------ Texte fourni ------

On demande un peu de respect et d’humanité
«Est-ce que c’est si compliqué de parler aux chefs, de les prévenir avec un simple “Attention, on a senti une baisse dans la régularité de la qualité”. Ce serait plus simple de redresser le tir, et plus respectueux, mais surtout plus humain. Qui pourrait croire que perdre une étoile pourrait provoquer tant de souffrance ? Grace aux restaurants, le guide existe et génère un business et grâce au guide nous travaillons bien. Mais que le guide observe bien la destruction qu’il engendre quand il ne dit rien, qu’il ne nous alerte pas», souligne Vincent Lucas. «On demande un peu d’humanité et de respect. Le guide se comporte comme les avis déposés sur Tripadvisor », lâche le chef, «on découvre la note mais sans le commentaire, plus tard, et anonymement, alors qu’ils étaient chez nous dans notre maison.»
Le 18 janvier, ils s’étaient réunis entre chefs pour regarder la cérémonie. Parmi eux, son ami Sébastien Sanjou, qui décroche son étoile Michelin à Paris; euphorie, embrassade, joie partagée entre chefs. Puis Lucas reçoit un appel d’un journaliste « est-ce que vous confirmez que vous avez perdu l’étoile ? ». Silence. Paralysie. Il raccroche, il vérifie. Et d’une émotion à l’autre c’est le cataclysme.

------ Données extraites ------

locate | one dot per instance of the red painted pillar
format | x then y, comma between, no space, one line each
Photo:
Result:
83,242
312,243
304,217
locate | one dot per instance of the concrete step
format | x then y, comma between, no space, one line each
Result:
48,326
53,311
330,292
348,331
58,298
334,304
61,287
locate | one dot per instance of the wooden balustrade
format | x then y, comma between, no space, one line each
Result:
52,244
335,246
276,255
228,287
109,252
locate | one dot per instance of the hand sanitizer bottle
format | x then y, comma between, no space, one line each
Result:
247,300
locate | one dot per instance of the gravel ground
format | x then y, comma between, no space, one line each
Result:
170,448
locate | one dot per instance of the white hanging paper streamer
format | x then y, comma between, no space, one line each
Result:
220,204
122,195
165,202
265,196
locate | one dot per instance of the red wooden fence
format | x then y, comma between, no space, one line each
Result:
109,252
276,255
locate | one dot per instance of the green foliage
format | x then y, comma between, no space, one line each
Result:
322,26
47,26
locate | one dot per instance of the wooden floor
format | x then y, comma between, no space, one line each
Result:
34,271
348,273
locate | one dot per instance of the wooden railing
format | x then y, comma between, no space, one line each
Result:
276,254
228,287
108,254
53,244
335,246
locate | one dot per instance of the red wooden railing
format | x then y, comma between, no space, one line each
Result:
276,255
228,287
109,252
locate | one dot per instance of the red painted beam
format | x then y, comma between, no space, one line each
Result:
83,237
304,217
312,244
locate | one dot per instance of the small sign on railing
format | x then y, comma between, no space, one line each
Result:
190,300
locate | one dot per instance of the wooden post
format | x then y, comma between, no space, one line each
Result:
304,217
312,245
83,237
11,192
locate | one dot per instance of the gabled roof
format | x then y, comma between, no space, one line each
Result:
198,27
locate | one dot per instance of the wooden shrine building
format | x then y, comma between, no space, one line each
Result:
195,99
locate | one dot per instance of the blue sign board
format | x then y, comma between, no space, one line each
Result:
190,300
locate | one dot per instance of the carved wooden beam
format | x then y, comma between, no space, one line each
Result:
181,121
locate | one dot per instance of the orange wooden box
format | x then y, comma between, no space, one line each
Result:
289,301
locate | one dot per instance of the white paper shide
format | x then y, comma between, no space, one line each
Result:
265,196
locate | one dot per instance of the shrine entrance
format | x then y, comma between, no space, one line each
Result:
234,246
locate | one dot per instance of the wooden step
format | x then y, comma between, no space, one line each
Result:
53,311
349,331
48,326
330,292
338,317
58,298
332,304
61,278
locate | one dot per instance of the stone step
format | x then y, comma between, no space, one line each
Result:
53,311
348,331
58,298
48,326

------

**Exercices à traiter:**
1. Indiquez si les affirmations (a), (b) et (c) s'accordent avec l'extrait sur le chef Vincent Lucas, en répondant par oui ou par non et en citant mot pour mot le passage qui tranche : (a) Sébastien Sanjou obtient son étoile Michelin à Paris ; (b) Vincent Lucas apprend la perte de l'étoile par un appel du guide ; (c) le chef compare le guide aux avis déposés sur Tripadvisor.
2. Reprenez l'extrait sur le chef Vincent Lucas là où il s'arrête et poursuivez-le sur quelques phrases.

**Réponses aux exercices:**
1.
(a) Oui : « son ami Sébastien Sanjou, qui décroche son étoile Michelin à Paris ».
(b) Non : « Puis Lucas reçoit un appel d’un journaliste ».
(c) Oui : « Le guide se comporte comme les avis déposés sur Tripadvisor ».

2.
«A ce jour, j’ai eu des centaines de messages de soutien des amis et des chefs. Je n’ai pas encore eu le courage de répondre à tous, mais je les en remercie et je le ferai, c’est la moindre des choses ».
Par contre aucun appel du Michelin, et de son coté, il ne les contactera pas non plus. Le mal est fait.
En 2007, c’est l’ “Etincelles”
Né à Nice en 1973, diplômé d’un BTS hôtellerie-restauration et d’un BTH, il fait ses armes chez Philippe Bardau à la « Cantine des Gourmets », poursuit aux « Fermes de Marie » à Megève avec Nicolas Lebec puis chez René Gillard à «L ’Esplanade » à Domme. En 2001, première place de chef à « La Villa Morelia » à Jausiers qui le récompense d’une étoile Michelin en 2006. Puis avec son épouse Anne, ils s’installent à « la Gentilhommière », à Sainte Sabine Le Bon avec une dizaine de chambres et le restaurant «Étincelles». En 2009, il gagne pour la seconde fois une première étoile Michelin qu’il conservera pendant 12 ans, récompensant une cuisine instinctive, «trash » du cœur, émotionnelle.
En 2021, il projette de vendre son affaire et d’entreprendre de nouveaux projets, travaillant sur une épicerie en ligne et pourquoi ne pas s’aérer l’esprit avec un food’ truck. Quant aux étoiles Michelin, y renoncera-t-il ?
NON.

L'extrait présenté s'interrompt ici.